━━━━━ MATERIAL SHOWN ━━━━━

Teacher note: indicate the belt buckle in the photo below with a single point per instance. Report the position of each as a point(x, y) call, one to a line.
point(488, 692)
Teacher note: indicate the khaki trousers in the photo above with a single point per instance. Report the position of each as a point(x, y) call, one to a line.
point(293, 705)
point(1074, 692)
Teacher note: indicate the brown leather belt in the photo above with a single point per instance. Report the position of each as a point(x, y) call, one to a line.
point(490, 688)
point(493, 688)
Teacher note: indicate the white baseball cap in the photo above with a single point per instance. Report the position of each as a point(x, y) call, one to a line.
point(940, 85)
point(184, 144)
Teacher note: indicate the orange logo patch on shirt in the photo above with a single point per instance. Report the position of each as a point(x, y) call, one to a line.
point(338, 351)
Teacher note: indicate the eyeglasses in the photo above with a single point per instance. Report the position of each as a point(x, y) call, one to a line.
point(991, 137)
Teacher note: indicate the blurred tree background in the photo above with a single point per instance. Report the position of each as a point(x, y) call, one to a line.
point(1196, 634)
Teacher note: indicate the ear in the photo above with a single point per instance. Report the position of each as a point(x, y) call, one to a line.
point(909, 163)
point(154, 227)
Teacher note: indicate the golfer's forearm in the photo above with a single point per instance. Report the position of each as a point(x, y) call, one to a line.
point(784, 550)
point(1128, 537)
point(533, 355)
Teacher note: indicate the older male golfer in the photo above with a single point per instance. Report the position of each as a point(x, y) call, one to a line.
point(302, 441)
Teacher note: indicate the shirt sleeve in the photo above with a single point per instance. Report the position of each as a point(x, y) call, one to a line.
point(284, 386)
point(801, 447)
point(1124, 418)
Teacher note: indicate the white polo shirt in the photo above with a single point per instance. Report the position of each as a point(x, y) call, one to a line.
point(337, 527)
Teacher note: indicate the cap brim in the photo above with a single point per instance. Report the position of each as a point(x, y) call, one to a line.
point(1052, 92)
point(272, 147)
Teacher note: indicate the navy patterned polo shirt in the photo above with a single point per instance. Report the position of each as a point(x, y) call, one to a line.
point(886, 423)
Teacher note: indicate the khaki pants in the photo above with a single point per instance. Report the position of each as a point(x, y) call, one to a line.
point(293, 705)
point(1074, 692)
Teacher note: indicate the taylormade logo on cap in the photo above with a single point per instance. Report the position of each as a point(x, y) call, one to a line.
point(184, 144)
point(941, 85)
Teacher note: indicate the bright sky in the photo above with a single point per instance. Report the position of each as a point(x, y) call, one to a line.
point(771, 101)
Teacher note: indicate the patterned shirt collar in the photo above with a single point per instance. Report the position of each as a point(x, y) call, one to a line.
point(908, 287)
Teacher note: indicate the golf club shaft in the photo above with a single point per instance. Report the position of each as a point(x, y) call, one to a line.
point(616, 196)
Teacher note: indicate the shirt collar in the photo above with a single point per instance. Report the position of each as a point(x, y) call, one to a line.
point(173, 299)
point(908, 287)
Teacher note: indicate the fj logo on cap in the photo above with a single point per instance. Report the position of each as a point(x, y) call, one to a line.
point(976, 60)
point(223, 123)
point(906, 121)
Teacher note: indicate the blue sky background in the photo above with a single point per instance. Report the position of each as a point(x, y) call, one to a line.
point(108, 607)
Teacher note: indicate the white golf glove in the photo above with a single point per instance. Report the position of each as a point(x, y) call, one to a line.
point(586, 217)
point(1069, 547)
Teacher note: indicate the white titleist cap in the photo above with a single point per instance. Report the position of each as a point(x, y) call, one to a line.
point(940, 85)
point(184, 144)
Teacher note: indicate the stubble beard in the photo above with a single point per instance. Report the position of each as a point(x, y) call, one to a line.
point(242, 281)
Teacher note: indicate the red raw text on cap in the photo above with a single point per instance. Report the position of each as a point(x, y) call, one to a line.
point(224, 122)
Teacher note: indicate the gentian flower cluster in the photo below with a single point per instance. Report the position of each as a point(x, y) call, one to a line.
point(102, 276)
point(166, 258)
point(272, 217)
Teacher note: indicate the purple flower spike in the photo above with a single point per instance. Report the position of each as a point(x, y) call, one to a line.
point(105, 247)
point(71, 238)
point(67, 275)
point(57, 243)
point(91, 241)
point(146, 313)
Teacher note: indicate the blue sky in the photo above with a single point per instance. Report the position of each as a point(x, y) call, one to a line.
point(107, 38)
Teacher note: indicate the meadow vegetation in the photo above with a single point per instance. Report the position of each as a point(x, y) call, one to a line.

━━━━━

EXERCISE OBJECTIVE. Please write all of the records above again, swapping "Teacher note" for "Instructor note" everywhere and leaving everything else unchanged.

RESPONSE.
Instructor note: indicate the belt buckle in the photo below with a single point per instance. Report the position of each as a point(x, y) call, one to a line.
point(488, 692)
Instructor note: indicate the khaki trousers in the photo above with a single point per instance. Report the position of each as a point(x, y) call, one to a line.
point(293, 705)
point(1074, 692)
Instructor note: indicate the brown leather belt in the photo above with a single point per instance. Report the position of each as a point(x, y) call, one to a line.
point(490, 688)
point(493, 688)
Instructor note: indicate the white baseball cap in the photo above with a single point per instance. Report the position of each as a point(x, y) call, one to a line.
point(940, 85)
point(184, 144)
Instructor note: indicate the orange logo patch on shirt in the photo above with a single point per instance. Report the position of each as a point(x, y) call, one to a line.
point(338, 351)
Instructor note: indicate the eyeglasses in the photo above with a single point per instance. Report the position of each as a point(x, y) call, one to a line.
point(991, 137)
Instructor note: indicate the blurred tree background in the photo above with a single point per instance. Report the position of each as a point(x, y) call, one to a line.
point(1196, 634)
Instructor note: indicate the ear in the photo above with a single point per instance. Report the position of each as a point(x, y) call, one to a line.
point(909, 163)
point(154, 227)
Instructor note: indicate the golfer's forearm in the photo above with a single point per instance. Report the position of each as a point(x, y) call, one to a line.
point(784, 550)
point(1128, 537)
point(533, 355)
Instructor note: indicate the older male golfer in the photo above with a single point per instance. Report the position of each as a point(x, y) call, one to a line.
point(302, 441)
Instructor note: indicate the shirt sleeve in the photo above with a single point per instance. Report the position of each as a point(x, y) call, one to a line.
point(284, 386)
point(801, 447)
point(1124, 418)
Instructor note: indicate the white polo shirt in the photo above with a single point per instance. Report the position of each as a point(x, y) call, one to a line.
point(337, 527)
Instructor note: indicate the cap brim in the photo above with a single point per instance. Report the position of each as a point(x, y) call, one to a line.
point(1052, 92)
point(272, 147)
Instructor note: indicate the navy patterned polo shirt in the photo above with a single point per instance. Report the position of each as a point(x, y) call, one to a line.
point(886, 423)
Instructor note: indicate the khaki pants in the photo above with a single point per instance. Report the position of each as a point(x, y) call, one to a line.
point(293, 705)
point(1074, 692)
Instructor note: indicate the taylormade logo on cap in the photo above with a single point per instance. Report the position of each as a point(x, y) call, one to a line.
point(184, 144)
point(941, 85)
Instructor note: indicate the bright sky in the photo above with a single point per instance. Report the position of each as a point(x, y) call, one to a line.
point(771, 101)
Instructor note: indicate the patterned shirt collar in the photo above with a single point per instance. Report the position of each as a point(x, y) call, one to a line.
point(908, 287)
Instructor note: indicate the golf club shaft in the photo above with a single point per instance. Report the position of each as a point(x, y) call, one to a line.
point(616, 196)
Instructor note: indicate the shirt collar in the photo above with a single point per instance. Report the position of each as a point(x, y) call, one to a line.
point(173, 299)
point(908, 287)
Instructor note: indicate the fj logo on cap in the photo above with a single point per instance. Report the position of each as a point(x, y) call, one to a line.
point(976, 60)
point(223, 123)
point(906, 121)
Instructor note: indicate the blue sky background in the photo above with a single point per instance. Report the position of each as a point(x, y) call, one to a line.
point(108, 607)
Instructor note: indicate the white golf glove in the photo above with a single point per instance. Report the position of each as a point(x, y) call, one to a line.
point(586, 217)
point(1069, 547)
Instructor note: indicate the white titleist cap in the photo above with a single point per instance. Report the position of each as a point(x, y) call, one to a line.
point(940, 85)
point(184, 144)
Instructor note: indicate the stubble beard in the photo above with a single point per instance. Report the position of each as a point(x, y) call, one to a line.
point(242, 281)
Instructor note: indicate the red raw text on cap in the photo above with a single point per instance. Report the position of each as a point(x, y) call, one to a line.
point(224, 122)
Instructor note: indicate the gentian flower cluster in the photo below with a single point per instance. Report the position of each as a point(x, y) call, one to a line.
point(102, 276)
point(166, 258)
point(272, 217)
Instructor note: indicate the purple flower spike in the photo above with a single point per instance. Report the position of each as a point(x, y) call, one to a line.
point(105, 247)
point(71, 238)
point(67, 275)
point(57, 243)
point(91, 241)
point(146, 313)
Instructor note: indicate the blue sky in the photo above with a single point per instance. Report the position of each as a point(x, y) call, one to a line.
point(107, 38)
Instructor note: indicate the meadow vegetation in the photo above with a single point per instance. Report the position of each as a point(x, y) call, one to a line.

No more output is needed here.